## EXTRACT TO READ
Master at PREC
"By 2020 a wide variety of renewable sources is supplying a fifth of electricity in many OECD markets and nearly a tenth of global primary energy... By 2050 renewables reach a third of world primary energy and are supplying most incremental energy."
The Master of Science in Mechanical Engineering with specialization in Renewable Energy Technologies is aimed at providing advanced in-depth education and independent research training to engineers in the area of renewable, sustainable, decentralized energy utilization. It encompasses graduate-level courses in thermal sciences and renewable energy technologies, a Semester-project, and a Master research thesis in a specific scientific topic pertinent to renewable energy.
Education & Research Scope
Emphasis of this Master specialization is in the application of the scientific fundamentals of thermal sciences for the process engineering development of novel, cleaner, and efficient energy technologies. The path to sustainable energy utilization is pursued in three domains, as indicated in the adjacent diagram.
- Primary energy resources: substitution of fossil fuels by renewable energy
- Secondary energy resources: substitution of fossil-fuel-based hydrocarbons by cleaner secondary energy carriers (e.g. hydrogen, methanol, biofuels, metals, etc.)
- Conversion to electricity: development of more efficient and less pollutant energy conversion devices (e.g. fuel cells).
Subjects for Master theses
The adjacent table lists several topics for R&D projects. All are aimed at the efficient conversion and sustainable utilization of energy, with focus on renewables and CO2 mitigation technologies. On the more fundamental aspects of energy conversion, the research emphasis is in thermodynamics, chemical reaction kinetics, heat/mass transfer, concentrating optics, and high-temperature chemical reactor engineering.
The specific master's curricula and tutor agreements are coordinated by the Professorship in Renewable Energy Carriers.
Experimental work is to be carried out in the laboratories of the Professorship in Renewable Energy Carriers. State-of-the-art research facilities include the High-Flux Solar Simulator and the Spectroscopic Goniometry System. Theoretical work includes thermodynamic and kinetic analyses, computational fluid dynamics, and heat/mass transfer modelling.

## WHAT THE TASK REQUIRES
Please translate this sentence from the master's program description into Spanish: "The specific master's curricula and tutor agreements are coordinated by the Professorship in Renewable Energy Carriers."

## COLLECTED DATA
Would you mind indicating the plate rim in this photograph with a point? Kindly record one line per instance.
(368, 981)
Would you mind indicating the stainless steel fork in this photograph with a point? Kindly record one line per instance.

## ANSWER TO THIS EXERCISE
Los planes de estudio específicos del máster y los acuerdos de tutoría son coordinados por la Cátedra de Portadores de Energía Renovable.